■ Given data ■
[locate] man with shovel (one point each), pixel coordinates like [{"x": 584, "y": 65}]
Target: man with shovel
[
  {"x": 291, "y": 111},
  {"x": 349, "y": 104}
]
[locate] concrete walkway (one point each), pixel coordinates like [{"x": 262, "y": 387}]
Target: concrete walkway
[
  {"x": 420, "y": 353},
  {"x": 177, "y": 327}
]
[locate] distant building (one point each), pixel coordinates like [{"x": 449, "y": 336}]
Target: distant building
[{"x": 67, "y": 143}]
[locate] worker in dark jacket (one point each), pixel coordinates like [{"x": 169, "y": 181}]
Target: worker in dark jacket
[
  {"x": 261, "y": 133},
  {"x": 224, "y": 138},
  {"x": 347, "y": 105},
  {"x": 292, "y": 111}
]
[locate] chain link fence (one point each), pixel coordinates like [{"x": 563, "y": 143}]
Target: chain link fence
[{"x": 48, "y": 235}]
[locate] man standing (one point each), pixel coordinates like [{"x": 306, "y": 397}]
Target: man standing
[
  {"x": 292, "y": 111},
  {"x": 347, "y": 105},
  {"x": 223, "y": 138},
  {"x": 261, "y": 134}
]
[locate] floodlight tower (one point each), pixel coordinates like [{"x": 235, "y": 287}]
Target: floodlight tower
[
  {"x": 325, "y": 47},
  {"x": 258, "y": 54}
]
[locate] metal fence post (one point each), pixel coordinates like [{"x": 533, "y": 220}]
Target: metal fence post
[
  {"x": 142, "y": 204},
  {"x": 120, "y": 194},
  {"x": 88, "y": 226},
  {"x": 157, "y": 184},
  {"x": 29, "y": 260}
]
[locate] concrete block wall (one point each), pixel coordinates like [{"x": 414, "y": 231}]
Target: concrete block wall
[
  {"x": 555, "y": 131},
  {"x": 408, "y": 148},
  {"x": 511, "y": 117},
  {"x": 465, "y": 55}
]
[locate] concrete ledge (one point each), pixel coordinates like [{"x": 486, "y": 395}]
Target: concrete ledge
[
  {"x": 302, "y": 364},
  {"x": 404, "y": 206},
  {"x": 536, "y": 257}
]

■ Work task ■
Print, exactly and only, the lines running from the one with "[locate] metal fence" to the end of the data above.

■ Output of the task ■
[locate] metal fence post (one point each), pixel coordinates like [{"x": 533, "y": 220}]
Target: metal fence post
[
  {"x": 142, "y": 204},
  {"x": 120, "y": 194},
  {"x": 88, "y": 226},
  {"x": 157, "y": 184},
  {"x": 29, "y": 260}
]
[locate] concrete block wall (one point each), pixel coordinates like [{"x": 414, "y": 231}]
Target: concrete block wall
[
  {"x": 555, "y": 131},
  {"x": 408, "y": 148},
  {"x": 511, "y": 117},
  {"x": 465, "y": 55}
]
[locate] concrete ledge (one point each), pixel coordinates like [{"x": 486, "y": 395}]
Target: concrete ledge
[
  {"x": 302, "y": 364},
  {"x": 404, "y": 206},
  {"x": 536, "y": 257}
]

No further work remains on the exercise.